**Exercise instructions:** Render the lines from the one containing "Label each car roof" through the one containing "[115,0,252,33]", both included, as a Markdown table with columns Row and Line. Number each row and omit blank lines.

— BEGIN —

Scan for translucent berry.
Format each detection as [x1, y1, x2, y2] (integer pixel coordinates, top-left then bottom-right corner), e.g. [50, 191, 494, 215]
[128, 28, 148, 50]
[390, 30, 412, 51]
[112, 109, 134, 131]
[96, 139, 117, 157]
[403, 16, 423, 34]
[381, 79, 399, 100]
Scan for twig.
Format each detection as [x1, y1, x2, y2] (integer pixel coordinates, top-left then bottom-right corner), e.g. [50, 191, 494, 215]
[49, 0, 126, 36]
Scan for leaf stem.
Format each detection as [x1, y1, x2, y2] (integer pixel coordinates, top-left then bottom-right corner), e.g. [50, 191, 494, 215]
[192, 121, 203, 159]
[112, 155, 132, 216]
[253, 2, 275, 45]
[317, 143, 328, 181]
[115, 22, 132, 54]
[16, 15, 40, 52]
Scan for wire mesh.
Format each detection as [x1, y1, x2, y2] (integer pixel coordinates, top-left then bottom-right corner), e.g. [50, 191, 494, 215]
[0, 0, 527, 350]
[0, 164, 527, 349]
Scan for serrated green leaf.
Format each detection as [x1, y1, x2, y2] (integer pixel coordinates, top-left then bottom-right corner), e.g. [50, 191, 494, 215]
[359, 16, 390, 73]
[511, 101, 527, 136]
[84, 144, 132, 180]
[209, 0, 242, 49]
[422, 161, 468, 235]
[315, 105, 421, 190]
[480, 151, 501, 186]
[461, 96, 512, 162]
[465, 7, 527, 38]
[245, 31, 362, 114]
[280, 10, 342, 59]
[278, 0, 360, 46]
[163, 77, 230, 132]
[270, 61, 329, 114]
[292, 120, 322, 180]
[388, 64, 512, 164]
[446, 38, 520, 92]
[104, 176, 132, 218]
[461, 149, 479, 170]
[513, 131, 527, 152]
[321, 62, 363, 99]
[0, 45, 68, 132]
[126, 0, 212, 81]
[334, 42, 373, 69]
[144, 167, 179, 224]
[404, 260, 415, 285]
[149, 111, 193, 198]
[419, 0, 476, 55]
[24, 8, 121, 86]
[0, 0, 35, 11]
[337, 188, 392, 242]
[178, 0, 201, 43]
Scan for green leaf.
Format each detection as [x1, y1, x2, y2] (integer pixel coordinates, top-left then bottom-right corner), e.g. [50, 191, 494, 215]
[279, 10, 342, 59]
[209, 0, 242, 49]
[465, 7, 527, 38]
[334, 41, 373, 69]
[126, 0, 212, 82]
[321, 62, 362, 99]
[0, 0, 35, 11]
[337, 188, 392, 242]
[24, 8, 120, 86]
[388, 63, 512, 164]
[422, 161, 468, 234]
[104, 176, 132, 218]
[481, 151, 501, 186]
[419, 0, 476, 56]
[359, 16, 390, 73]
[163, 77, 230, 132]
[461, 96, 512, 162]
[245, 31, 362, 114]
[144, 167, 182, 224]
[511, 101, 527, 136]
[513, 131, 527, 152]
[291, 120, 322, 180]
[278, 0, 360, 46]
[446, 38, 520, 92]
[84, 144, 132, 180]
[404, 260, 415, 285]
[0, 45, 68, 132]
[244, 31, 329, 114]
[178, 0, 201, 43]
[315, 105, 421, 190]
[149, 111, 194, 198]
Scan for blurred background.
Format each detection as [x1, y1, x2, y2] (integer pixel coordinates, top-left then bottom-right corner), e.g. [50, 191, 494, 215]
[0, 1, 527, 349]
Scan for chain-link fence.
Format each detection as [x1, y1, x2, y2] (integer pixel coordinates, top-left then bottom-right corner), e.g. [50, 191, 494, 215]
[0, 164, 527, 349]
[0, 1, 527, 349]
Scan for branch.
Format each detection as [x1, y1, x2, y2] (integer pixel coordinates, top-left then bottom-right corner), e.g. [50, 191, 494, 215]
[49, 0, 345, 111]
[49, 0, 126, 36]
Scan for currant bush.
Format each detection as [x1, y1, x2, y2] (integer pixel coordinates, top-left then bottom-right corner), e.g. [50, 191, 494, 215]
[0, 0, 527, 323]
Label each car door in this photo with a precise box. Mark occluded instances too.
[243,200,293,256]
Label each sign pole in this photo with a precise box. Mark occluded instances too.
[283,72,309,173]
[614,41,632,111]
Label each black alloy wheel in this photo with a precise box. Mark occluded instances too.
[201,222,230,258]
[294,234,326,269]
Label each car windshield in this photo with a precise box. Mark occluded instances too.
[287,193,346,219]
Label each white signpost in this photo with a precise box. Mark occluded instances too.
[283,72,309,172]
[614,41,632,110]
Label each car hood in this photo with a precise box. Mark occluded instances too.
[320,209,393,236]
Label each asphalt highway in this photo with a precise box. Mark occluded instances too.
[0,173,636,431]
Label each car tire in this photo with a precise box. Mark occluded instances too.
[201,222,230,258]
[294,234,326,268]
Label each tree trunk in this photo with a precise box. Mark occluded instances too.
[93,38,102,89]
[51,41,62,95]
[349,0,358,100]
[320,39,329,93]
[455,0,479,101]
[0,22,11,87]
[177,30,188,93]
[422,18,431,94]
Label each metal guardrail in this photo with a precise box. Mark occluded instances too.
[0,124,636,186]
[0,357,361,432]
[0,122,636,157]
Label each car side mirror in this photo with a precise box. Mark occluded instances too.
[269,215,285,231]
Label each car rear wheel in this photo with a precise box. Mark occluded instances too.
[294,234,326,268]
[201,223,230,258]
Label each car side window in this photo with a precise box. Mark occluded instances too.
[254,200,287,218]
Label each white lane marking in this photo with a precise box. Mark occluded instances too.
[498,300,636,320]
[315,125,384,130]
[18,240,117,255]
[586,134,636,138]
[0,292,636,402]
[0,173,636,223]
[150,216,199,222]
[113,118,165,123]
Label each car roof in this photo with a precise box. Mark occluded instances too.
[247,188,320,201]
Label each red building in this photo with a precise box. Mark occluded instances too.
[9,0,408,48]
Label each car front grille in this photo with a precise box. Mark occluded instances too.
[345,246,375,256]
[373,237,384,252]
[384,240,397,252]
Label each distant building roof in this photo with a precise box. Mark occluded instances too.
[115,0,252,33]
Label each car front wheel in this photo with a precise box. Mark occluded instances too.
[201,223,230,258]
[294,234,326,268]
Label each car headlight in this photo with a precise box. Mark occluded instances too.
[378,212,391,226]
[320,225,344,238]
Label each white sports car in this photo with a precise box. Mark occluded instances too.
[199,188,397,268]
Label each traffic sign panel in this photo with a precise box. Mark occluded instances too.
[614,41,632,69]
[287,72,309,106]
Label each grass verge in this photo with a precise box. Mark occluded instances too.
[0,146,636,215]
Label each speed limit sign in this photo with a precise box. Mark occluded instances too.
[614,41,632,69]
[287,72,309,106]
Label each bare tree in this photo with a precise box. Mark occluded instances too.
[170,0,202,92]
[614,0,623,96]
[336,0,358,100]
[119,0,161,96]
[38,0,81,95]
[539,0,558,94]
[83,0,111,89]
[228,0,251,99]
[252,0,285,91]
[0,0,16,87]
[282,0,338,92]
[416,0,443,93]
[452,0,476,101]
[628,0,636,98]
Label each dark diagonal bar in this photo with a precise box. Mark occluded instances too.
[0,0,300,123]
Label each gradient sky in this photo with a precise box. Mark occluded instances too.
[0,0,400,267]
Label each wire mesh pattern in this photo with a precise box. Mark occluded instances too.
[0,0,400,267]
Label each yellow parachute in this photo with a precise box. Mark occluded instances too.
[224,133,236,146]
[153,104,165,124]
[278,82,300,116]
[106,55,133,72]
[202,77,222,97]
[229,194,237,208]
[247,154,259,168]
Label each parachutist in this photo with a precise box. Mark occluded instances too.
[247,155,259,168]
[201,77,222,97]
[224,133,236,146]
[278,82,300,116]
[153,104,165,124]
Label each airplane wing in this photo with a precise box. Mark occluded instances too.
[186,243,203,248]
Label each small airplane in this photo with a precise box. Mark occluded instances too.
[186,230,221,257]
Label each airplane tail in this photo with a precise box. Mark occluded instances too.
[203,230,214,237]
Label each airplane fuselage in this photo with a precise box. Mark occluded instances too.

— END —

**The completed task:**
| Row | Line |
|---|---|
| 1 | Label each car roof in this photo with a precise box. Mark occluded instances too. |
| 2 | [247,188,320,201] |
| 3 | Label each red building in this photo with a precise box. Mark occluded instances too. |
| 4 | [9,0,408,48] |
| 5 | Label each car front grille in this photo with a precise box. Mark occluded instances too. |
| 6 | [345,246,375,256] |
| 7 | [373,237,384,252] |
| 8 | [384,240,397,252] |
| 9 | Label each distant building roof in this photo with a precise box. Mark occluded instances too. |
| 10 | [115,0,252,33] |